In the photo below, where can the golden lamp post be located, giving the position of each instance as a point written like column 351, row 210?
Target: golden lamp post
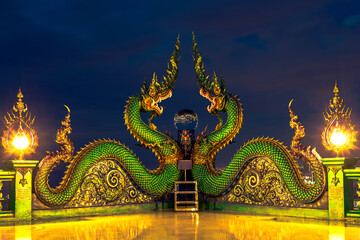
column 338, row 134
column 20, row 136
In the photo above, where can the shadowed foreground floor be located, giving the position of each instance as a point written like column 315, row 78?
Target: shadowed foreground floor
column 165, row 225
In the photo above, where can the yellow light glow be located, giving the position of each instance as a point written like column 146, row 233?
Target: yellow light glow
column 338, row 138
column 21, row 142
════════
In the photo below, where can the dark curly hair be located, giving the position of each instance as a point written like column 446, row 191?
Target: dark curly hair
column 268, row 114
════════
**TASK TO CARRY OUT**
Copy out all lines above that include the string "below".

**SOLUTION TO THIS PROBLEM**
In the photo below, where can the golden lamp post be located, giving the position of each instance as a point written like column 351, row 210?
In the photo below, where can the dark curly hair be located, giving the position of each instance as a point written like column 446, row 191?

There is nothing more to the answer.